◆ **Given instruction**
Copy the listing lines starting at the line containing "out the gloved" and ending at the line containing "[(464, 446), (338, 445), (255, 412), (332, 358)]", swapping "gloved hand" for "glove-covered hand" and leaving everything else unchanged.

◆ **Extracted entries**
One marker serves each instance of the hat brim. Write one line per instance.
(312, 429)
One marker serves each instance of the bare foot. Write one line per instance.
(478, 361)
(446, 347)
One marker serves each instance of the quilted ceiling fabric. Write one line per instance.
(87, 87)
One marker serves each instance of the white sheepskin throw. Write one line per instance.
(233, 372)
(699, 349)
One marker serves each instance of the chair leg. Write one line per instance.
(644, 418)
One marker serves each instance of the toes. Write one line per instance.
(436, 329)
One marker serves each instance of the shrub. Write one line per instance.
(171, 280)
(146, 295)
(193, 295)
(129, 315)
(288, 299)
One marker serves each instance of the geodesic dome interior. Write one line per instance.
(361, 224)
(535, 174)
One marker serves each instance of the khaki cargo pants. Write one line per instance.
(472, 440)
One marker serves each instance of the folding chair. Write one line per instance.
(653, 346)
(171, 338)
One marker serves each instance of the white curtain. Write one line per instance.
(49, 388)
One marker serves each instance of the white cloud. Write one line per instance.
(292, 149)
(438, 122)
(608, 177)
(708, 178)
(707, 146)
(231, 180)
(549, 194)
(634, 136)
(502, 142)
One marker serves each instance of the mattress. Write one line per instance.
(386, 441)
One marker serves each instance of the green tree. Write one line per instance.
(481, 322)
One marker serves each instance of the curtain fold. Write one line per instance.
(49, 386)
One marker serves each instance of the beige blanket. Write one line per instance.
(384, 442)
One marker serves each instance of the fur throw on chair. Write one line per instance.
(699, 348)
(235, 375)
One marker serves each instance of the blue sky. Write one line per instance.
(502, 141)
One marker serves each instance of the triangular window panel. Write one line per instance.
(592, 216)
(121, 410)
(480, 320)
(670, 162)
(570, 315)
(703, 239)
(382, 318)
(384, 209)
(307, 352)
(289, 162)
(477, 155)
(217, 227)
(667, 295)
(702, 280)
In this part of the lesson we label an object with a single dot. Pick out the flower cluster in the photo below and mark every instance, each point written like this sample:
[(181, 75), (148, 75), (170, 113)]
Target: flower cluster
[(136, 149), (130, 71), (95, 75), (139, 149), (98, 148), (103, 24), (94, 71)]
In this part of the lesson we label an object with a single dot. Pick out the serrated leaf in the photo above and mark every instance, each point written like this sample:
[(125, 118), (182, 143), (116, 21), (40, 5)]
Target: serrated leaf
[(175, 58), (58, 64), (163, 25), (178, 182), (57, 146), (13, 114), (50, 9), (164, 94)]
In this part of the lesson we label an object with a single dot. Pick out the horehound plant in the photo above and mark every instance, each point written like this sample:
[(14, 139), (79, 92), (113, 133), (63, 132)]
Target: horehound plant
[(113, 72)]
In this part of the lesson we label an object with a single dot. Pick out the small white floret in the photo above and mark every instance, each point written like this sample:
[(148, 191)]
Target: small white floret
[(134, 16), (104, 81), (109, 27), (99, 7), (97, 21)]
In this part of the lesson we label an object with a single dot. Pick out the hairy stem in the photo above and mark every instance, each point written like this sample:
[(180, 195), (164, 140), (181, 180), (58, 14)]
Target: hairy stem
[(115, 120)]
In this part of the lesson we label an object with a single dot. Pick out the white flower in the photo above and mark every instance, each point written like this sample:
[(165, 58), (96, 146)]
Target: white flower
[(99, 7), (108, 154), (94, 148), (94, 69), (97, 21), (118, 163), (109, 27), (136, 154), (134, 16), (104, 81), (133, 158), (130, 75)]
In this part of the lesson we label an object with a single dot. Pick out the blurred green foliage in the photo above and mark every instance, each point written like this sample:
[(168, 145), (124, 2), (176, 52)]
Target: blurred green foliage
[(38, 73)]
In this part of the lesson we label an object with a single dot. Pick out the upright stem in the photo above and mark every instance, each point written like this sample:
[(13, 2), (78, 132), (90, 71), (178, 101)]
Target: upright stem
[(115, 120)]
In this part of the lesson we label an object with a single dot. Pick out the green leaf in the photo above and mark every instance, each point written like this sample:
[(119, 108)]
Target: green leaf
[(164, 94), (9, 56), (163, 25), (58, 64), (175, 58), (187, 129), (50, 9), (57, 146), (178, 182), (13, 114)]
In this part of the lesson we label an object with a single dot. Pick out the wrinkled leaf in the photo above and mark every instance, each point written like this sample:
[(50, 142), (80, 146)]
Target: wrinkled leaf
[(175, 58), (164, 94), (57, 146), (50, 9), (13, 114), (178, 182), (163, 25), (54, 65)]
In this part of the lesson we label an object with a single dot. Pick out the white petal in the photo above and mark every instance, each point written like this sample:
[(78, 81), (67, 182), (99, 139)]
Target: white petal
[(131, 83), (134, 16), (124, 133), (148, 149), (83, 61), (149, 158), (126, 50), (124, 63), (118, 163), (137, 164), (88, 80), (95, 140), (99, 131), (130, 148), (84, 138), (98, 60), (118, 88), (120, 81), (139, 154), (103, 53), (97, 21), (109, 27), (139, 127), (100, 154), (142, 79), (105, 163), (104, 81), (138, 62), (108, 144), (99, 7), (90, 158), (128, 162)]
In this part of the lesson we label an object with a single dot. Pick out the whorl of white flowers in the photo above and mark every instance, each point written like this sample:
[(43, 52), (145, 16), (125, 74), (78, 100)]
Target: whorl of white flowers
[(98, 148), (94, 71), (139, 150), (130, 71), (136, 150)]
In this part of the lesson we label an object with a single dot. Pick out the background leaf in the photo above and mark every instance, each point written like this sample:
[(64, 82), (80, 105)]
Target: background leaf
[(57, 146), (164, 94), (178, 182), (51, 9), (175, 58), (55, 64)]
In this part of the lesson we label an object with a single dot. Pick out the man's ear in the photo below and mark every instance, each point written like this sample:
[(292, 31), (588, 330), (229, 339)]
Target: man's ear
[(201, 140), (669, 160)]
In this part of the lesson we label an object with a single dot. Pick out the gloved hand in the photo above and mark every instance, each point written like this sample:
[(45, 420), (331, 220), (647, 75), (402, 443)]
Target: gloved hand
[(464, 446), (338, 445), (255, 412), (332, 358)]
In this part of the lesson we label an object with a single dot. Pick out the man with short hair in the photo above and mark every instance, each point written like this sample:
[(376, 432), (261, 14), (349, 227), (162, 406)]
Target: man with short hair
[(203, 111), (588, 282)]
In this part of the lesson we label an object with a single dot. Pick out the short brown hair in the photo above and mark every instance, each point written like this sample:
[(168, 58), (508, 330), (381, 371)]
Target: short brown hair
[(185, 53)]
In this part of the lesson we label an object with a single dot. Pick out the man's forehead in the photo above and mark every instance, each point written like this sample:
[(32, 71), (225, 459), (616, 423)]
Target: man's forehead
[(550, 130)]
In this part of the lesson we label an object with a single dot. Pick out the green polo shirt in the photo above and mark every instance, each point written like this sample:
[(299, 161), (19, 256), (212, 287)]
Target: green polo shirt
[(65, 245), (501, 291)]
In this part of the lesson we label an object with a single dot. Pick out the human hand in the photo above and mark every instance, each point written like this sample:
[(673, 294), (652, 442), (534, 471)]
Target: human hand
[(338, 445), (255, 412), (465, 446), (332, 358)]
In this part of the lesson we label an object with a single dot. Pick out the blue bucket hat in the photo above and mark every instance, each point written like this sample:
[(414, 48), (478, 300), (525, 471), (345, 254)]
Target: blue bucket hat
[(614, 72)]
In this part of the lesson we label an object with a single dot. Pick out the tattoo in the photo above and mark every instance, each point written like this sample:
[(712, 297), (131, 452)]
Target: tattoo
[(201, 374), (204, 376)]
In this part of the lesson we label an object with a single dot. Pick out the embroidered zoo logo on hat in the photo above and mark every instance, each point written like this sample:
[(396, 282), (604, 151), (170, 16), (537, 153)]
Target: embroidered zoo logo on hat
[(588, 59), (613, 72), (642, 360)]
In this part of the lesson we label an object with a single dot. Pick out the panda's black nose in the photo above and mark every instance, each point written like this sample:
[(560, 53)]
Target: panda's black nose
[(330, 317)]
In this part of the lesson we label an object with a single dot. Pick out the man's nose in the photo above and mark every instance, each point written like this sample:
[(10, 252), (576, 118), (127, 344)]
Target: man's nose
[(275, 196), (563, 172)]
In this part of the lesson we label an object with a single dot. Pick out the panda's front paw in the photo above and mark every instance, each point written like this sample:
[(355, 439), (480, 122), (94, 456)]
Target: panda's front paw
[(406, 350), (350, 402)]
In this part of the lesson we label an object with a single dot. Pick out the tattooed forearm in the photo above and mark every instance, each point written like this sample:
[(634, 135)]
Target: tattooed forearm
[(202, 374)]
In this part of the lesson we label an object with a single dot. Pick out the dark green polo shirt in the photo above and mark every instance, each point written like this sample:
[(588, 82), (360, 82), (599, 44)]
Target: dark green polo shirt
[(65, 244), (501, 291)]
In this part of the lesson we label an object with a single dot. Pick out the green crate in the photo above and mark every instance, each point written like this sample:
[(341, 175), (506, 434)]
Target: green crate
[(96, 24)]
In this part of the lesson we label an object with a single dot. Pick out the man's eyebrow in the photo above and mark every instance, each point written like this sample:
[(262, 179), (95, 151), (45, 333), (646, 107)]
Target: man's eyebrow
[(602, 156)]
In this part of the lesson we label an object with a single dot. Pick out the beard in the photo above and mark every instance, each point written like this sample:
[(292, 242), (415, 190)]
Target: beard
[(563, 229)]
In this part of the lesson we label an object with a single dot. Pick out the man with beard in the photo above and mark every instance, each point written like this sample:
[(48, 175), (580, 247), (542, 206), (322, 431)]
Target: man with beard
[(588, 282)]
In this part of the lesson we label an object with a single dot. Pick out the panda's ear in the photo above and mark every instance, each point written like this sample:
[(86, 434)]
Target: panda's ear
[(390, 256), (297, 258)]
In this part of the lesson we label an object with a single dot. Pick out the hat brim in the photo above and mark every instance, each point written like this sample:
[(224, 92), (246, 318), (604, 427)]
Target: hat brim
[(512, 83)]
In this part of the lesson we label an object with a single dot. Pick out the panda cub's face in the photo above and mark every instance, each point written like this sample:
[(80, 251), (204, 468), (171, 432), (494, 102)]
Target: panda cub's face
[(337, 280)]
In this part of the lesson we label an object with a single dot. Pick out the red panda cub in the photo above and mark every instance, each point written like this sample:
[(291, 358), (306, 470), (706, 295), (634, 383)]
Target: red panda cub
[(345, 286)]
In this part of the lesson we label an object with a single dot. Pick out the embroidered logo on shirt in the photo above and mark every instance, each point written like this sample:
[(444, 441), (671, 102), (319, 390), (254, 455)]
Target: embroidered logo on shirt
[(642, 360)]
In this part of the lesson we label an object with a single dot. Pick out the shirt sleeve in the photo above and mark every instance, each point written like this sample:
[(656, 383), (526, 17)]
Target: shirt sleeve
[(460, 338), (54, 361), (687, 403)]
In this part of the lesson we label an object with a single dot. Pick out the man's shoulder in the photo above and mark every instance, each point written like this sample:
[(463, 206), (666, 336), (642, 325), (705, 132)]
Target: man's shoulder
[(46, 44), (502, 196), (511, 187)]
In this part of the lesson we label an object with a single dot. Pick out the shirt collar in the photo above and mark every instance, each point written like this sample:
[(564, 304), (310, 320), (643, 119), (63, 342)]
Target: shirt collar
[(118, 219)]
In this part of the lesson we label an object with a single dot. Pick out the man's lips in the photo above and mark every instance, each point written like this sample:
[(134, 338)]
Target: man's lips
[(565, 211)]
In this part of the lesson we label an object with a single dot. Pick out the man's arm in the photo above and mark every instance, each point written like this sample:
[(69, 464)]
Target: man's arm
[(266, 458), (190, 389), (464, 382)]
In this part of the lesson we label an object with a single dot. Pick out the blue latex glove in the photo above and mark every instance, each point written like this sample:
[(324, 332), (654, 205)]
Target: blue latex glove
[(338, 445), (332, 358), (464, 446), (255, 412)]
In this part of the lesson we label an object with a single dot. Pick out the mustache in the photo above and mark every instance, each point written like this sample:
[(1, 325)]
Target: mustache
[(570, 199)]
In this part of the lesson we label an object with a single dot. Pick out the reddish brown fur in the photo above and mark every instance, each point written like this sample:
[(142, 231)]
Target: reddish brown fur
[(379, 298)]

◆ **Written response**
In this part of the lesson we label an object with a single dot. Pick out the glove-covered hand in the photo above and mark every instance, each point written like this sample:
[(45, 420), (331, 220), (647, 75), (402, 443)]
Target: glove-covered hand
[(464, 446), (338, 445), (255, 412), (332, 358)]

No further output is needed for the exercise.